##### Text block

Examples of analytics include any one or combination of the following: processing of the structured and unstructured data to retrieve a subset of data in response to a criterion or criteria in a search request; marketing analysis to determine a strategy for a marketing campaign; sentiment analysis to determine positive or negative user sentiment expressed with respect to an offering (e.g. product or service) of an enterprise; determining rankings of offerings; detecting fraud patterns; and so forth.

FIG. 1 illustrates an example arrangement that includes structured data collections 101 and 102 and various unstructured data collections 104 and 106. The various unstructured data collections 104 and 106 can represent data collections for different types of unstructured data. For example, the unstructured data collection 104 can be a data collection for an email server that stores email messages. The unstructured data collection 106 can store social media messages. In further examples, other unstructured data collections can be provided. In alternative examples, the various types of unstructured data can be combined into one collection. In other examples, just one structured data collection and one unstructured data collection can be provided.

The structured data collection 101 or 102 can include a relational database that has relational tables according to predefined data models (or schemas). On the other hand, the unstructured data collections 104 and 106 have data items that do not have corresponding data models, but rather, can have many different formats and structures (e.g. free-form text, images, video, etc).

The various data collections 101, 102, 104, and 106 can be stored in one or multiple storage subsystems, which can be implemented with storage devices such as disk-based storage devices or solid state storage devices.

##########
##### Data section

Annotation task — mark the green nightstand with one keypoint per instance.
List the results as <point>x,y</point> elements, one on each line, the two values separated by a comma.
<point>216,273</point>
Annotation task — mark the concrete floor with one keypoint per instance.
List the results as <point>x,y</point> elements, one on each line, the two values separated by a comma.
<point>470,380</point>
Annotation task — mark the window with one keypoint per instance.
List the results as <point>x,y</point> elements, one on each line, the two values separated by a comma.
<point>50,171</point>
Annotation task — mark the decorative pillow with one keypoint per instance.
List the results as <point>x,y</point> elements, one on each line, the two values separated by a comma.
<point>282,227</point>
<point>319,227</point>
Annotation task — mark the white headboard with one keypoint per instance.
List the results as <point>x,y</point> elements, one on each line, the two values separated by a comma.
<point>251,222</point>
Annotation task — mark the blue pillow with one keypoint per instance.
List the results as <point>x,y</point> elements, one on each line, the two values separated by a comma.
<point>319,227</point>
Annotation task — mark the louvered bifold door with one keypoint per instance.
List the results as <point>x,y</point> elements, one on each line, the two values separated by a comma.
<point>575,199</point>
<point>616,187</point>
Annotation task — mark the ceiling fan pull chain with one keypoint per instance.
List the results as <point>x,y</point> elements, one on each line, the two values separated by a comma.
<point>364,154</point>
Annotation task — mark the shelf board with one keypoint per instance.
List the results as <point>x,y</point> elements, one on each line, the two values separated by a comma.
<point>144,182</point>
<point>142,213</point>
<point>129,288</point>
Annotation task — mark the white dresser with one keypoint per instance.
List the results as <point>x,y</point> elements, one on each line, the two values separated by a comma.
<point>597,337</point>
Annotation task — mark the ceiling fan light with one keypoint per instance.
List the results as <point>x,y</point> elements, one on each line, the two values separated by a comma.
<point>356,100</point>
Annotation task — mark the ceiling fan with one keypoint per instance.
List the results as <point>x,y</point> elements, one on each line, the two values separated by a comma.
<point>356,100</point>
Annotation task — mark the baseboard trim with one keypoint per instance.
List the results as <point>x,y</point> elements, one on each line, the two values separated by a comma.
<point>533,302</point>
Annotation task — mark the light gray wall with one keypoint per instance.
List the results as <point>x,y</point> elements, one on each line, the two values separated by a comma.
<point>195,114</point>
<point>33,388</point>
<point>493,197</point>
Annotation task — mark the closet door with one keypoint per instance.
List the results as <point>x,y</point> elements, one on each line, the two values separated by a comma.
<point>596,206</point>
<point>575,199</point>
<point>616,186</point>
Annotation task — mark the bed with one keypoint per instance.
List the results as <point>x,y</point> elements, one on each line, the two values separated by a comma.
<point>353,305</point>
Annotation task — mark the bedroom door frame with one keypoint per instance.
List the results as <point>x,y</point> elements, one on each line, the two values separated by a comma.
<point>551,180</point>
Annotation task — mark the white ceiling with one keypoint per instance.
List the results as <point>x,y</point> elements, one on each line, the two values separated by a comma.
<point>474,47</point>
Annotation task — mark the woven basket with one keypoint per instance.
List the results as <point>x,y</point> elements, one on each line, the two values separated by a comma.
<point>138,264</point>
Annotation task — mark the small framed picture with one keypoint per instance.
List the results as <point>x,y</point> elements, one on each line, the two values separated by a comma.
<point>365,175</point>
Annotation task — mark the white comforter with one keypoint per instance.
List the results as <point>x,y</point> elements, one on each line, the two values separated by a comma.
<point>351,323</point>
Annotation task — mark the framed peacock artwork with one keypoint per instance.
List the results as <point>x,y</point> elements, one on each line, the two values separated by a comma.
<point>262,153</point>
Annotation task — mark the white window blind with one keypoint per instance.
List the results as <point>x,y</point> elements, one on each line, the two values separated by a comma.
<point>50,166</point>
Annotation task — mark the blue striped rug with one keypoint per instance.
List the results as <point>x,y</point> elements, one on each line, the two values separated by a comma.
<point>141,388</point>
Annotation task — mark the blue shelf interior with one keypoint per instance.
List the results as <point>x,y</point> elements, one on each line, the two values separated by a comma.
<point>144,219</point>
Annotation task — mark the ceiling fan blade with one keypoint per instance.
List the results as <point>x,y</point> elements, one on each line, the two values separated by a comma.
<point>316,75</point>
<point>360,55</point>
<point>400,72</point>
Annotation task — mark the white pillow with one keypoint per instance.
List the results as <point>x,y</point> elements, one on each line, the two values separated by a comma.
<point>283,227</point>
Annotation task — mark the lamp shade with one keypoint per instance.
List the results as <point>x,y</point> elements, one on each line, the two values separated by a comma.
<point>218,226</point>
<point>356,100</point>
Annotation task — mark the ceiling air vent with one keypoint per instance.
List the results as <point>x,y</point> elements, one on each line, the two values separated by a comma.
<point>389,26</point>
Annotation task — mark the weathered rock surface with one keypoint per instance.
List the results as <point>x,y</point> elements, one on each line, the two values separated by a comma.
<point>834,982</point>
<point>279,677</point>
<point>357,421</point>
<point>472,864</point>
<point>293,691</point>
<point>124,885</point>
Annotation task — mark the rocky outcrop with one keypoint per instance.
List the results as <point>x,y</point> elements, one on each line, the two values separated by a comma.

##########

# Aim of the task
Pick up the passage on structured and unstructured data collections from its final sentence and carry it forward.

# Answer to the problem
The data collections 101, 102, 104, and 106 are accessible by a data server 108, which can be implemented as a server computer or a collection of server computers. The data server 108 provides users the ability to extract meaning and act on various different forms of data, including the structured and unstructured data in the data collections 101, 102, 104, and 106.

In accordance with some implementations, the data server 108 includes a processing engine 110 that is able to coordinate the access of data in the structured and unstructured data collections 101, 102, 104, and 106. The processing engine 110 can be implemented with machine-readable instructions that are executable in the data server 108. The processing engine 110 is able correlate the structured and unstructured data, and based on such correlation, responsive data can be retrieved from both the structured and unstructured data collections in a coordinated manner. The retrieved data can be subject to further analytics, either by the processing engine 110 or by another module (not shown), which can be part of the data server 108 or part of a different server.

The data server 108 can be connected to a data network 112, which can be an enterprise network (a private network of an enterprise) and/or a public network such as the Internet. Client devices 114 are connected to the network 112, and the client devices 114 are able to access the data server 108 to invoke functionalities of the processing engine 110. Examples of the client devices 114 include computers (e.g. notebook computers, desktop computers, tablet computers, etc.), smartphones, personal digital assistants, game appliances, and so forth.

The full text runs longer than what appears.